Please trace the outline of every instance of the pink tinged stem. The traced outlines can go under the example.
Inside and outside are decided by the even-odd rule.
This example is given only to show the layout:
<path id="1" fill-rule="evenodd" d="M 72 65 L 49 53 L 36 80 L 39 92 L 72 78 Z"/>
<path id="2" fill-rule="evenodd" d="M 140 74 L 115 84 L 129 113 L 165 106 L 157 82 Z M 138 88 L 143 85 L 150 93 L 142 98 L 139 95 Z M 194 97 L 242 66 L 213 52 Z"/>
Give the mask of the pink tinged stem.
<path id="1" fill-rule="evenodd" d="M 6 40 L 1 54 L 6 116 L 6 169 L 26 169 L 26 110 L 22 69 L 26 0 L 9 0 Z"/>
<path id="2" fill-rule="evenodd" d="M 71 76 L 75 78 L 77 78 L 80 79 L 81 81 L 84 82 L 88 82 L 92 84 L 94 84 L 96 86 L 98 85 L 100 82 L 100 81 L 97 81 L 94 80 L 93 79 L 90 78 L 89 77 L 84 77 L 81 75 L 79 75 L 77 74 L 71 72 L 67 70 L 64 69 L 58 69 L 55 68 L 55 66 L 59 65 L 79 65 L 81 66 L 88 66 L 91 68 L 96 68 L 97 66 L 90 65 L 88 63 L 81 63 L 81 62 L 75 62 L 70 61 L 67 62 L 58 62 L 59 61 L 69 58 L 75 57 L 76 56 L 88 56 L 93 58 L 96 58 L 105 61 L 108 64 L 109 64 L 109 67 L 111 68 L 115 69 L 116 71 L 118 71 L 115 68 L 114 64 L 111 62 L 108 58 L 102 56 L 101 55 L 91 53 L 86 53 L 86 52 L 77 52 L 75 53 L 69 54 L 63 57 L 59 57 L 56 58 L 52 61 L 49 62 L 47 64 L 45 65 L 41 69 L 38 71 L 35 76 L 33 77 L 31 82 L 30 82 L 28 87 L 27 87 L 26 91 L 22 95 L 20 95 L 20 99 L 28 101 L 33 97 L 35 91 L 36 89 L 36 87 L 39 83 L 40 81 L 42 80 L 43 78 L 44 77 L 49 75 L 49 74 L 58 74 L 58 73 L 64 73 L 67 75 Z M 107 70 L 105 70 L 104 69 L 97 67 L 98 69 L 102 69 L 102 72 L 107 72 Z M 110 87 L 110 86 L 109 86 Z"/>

**Exercise details**
Rewrite the stretch from the start of the entries through the line containing "116 L 6 169", with "pink tinged stem" replaced by "pale green stem" and all else unchanged.

**Solution to the exercise**
Please trace the outline of every instance of the pale green stem. The traced outlines can go under the example.
Inside and outside are decided by the even-odd rule.
This example is given only to show the layout:
<path id="1" fill-rule="evenodd" d="M 72 65 L 49 53 L 36 80 L 39 92 L 72 78 Z"/>
<path id="2" fill-rule="evenodd" d="M 140 74 L 115 84 L 129 113 L 165 106 L 157 82 Z M 138 88 L 143 85 L 150 93 L 142 98 L 139 95 Z M 194 97 L 242 66 L 213 52 Z"/>
Give the mask of the pale green stem.
<path id="1" fill-rule="evenodd" d="M 6 40 L 1 54 L 6 116 L 6 169 L 26 169 L 26 110 L 22 69 L 26 0 L 9 0 Z"/>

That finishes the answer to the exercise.